:: WORKING DATA ::
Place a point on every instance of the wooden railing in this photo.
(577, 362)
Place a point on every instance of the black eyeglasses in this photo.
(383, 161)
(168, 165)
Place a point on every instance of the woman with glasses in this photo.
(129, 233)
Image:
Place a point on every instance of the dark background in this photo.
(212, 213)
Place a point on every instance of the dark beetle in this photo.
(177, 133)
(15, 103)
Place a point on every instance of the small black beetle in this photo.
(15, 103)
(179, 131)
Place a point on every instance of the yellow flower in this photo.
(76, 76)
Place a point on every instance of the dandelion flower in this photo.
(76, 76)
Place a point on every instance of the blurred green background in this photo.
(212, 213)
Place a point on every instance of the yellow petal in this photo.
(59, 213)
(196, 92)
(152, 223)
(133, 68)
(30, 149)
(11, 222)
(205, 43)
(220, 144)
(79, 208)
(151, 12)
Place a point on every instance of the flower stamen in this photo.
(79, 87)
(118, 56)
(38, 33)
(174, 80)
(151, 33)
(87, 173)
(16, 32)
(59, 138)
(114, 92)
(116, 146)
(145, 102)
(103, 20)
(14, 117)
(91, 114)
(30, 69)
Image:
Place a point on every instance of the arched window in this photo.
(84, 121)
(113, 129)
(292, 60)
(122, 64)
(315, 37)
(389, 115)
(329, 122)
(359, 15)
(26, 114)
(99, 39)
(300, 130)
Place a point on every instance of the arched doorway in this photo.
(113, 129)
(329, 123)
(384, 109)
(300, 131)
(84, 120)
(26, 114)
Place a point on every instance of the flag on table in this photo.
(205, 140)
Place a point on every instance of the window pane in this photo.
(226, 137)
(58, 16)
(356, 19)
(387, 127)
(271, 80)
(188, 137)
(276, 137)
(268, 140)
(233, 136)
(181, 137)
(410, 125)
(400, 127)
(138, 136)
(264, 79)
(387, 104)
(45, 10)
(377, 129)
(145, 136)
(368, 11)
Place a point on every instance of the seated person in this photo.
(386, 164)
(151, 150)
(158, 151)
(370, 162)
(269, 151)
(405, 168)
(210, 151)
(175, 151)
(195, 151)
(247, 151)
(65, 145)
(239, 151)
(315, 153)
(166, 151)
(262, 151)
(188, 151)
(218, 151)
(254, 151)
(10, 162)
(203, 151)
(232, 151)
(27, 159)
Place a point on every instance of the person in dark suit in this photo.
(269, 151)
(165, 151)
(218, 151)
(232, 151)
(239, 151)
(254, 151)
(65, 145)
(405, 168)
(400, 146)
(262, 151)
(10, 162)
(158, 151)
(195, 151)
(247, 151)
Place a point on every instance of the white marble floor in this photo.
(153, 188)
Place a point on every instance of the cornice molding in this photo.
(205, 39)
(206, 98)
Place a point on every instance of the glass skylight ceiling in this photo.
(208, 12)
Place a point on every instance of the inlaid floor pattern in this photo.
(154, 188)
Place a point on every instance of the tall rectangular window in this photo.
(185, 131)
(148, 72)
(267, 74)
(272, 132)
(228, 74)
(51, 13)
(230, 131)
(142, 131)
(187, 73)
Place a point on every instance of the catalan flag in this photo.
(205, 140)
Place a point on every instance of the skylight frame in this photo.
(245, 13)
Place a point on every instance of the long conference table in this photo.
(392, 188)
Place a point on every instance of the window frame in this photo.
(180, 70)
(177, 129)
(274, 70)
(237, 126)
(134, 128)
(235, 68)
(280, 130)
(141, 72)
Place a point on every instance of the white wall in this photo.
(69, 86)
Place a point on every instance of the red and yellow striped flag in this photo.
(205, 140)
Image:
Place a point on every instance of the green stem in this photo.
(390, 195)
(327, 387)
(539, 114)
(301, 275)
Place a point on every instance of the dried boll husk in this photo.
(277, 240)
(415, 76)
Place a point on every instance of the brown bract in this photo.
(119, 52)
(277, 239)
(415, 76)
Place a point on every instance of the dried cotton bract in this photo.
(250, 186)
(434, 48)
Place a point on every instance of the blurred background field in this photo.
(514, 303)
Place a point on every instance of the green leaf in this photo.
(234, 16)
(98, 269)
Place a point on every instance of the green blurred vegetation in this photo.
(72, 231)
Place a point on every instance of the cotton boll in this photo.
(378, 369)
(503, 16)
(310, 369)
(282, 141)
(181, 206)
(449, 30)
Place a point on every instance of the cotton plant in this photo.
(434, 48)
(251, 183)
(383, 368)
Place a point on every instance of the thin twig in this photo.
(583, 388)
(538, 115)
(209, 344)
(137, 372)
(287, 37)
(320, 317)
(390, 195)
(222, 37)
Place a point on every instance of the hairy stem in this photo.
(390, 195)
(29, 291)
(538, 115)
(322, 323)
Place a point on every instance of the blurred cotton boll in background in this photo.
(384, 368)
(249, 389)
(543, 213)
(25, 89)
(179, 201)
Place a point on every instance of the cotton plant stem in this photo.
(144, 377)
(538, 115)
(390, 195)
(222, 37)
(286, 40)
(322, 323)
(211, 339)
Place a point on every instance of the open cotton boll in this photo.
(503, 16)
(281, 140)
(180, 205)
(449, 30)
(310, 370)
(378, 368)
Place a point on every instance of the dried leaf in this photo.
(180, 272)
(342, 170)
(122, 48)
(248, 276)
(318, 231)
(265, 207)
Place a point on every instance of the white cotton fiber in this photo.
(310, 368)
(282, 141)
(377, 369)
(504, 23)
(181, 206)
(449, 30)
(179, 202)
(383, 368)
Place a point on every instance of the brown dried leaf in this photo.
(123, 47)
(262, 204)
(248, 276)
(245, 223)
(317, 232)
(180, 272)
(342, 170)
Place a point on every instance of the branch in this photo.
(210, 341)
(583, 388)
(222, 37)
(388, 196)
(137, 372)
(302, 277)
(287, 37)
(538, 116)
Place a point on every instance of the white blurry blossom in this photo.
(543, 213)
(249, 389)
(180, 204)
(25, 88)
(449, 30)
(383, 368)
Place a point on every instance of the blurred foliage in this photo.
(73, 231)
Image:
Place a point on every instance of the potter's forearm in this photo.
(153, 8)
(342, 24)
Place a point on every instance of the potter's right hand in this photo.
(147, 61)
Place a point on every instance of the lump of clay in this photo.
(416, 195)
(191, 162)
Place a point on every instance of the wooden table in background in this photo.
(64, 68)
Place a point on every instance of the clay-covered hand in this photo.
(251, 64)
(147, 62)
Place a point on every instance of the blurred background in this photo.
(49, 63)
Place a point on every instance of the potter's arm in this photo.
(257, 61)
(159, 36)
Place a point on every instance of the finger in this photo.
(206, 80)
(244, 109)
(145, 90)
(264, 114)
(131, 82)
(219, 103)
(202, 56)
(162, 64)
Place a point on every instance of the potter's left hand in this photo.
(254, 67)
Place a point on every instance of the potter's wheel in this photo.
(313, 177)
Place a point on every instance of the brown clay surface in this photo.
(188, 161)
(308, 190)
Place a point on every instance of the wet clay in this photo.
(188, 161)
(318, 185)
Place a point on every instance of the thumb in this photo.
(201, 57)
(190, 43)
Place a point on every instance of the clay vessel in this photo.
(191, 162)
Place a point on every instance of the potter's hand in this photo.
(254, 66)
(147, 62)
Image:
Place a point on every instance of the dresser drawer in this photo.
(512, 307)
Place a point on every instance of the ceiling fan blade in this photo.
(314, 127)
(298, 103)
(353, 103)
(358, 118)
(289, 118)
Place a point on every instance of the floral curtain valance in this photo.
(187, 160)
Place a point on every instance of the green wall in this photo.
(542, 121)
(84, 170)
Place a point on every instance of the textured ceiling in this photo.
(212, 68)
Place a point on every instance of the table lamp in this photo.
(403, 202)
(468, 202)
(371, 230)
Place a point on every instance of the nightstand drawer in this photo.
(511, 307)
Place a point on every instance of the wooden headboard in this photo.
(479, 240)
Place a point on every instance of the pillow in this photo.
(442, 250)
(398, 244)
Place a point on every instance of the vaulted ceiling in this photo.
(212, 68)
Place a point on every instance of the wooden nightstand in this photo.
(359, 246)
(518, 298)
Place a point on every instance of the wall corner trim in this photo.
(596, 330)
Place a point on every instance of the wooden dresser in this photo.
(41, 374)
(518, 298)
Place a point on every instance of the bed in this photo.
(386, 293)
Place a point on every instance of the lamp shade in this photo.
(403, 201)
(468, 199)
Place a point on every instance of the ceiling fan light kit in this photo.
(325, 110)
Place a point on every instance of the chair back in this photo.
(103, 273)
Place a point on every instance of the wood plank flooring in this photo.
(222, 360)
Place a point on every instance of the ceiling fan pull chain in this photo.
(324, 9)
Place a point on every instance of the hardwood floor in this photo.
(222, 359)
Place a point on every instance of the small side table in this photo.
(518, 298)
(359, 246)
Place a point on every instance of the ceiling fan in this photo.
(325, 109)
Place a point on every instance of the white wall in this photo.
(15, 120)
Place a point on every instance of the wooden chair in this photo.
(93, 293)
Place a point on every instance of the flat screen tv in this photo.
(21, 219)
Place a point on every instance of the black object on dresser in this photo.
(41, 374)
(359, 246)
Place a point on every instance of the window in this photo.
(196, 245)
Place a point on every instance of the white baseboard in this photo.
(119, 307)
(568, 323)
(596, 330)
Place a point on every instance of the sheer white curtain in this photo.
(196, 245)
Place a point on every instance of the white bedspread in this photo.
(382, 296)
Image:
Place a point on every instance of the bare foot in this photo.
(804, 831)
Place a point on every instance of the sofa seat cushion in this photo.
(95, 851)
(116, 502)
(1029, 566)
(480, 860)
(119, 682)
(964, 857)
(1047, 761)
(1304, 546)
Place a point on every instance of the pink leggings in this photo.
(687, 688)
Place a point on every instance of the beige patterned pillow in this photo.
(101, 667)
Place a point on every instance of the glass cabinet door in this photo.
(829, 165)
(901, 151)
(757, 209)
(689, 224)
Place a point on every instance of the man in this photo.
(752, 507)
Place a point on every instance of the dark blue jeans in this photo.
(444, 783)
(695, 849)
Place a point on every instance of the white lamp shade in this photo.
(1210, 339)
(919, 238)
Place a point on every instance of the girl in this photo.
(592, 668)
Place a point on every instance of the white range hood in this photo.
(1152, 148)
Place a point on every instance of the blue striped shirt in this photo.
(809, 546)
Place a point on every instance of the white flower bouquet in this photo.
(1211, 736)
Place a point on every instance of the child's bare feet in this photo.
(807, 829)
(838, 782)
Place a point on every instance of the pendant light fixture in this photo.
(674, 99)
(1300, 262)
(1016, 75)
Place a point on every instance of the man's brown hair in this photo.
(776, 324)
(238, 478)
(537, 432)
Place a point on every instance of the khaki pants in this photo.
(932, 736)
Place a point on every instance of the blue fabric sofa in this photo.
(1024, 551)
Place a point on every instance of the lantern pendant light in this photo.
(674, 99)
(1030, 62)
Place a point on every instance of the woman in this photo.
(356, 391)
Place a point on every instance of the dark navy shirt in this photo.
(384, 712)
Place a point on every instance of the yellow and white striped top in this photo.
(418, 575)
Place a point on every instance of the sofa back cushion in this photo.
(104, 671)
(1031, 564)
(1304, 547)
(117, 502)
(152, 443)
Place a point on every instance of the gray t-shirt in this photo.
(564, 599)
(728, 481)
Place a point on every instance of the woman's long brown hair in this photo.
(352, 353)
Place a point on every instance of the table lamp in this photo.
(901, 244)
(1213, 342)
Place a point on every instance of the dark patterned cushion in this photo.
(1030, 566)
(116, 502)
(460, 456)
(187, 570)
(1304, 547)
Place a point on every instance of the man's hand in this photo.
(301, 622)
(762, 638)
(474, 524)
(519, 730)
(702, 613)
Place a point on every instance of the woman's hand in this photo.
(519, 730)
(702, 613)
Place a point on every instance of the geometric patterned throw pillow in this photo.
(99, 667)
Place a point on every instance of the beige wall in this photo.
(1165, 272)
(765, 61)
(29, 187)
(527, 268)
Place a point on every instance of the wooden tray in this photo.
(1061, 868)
:::
WRITTEN INSTRUCTION: All lines from the one containing "Place a point on every instance of the man's brown" through the final line of the listing above are to be reproduced exactly; include both and add nothing.

SOLVED PROBLEM:
Place a point on every instance of the man's brown hair in this photo.
(776, 324)
(238, 478)
(537, 432)
Place a point on every instance of the khaki pants in this photo.
(932, 736)
Place a point on every instance of the blue fabric sofa in this photo.
(1024, 551)
Place a point on every instance of the lantern pendant light in this photo.
(674, 99)
(1030, 62)
Place a point on every instance of the woman in this photo.
(356, 391)
Place a point on every instance of the dark navy shirt in this photo.
(384, 712)
Place a point on every instance of the yellow and white striped top in this photo.
(418, 575)
Place a point on every instance of the sofa back cushion in this photo.
(104, 671)
(1031, 564)
(1304, 547)
(117, 502)
(152, 443)
Place a point on every instance of the gray t-shirt in this photo.
(564, 599)
(728, 481)
Place a point on every instance of the woman's long brown hair in this photo.
(352, 353)
Place a point on every instance of the table lamp in this photo.
(901, 244)
(1213, 342)
Place a point on every instance of the dark patterned cushion in this photo.
(1030, 566)
(116, 502)
(460, 456)
(187, 570)
(1304, 547)
Place a point on every instance of the man's hand in this photo.
(301, 622)
(762, 638)
(474, 524)
(519, 730)
(702, 613)
Place a point on every instance of the woman's hand in this photo.
(519, 730)
(702, 613)
Place a point on every instance of the geometric patterned throw pillow in this photo.
(99, 667)
Place a point on every instance of the beige wall in this photo.
(1165, 272)
(765, 61)
(29, 187)
(527, 268)
Place a point on every instance of the wooden tray in this photo.
(1061, 868)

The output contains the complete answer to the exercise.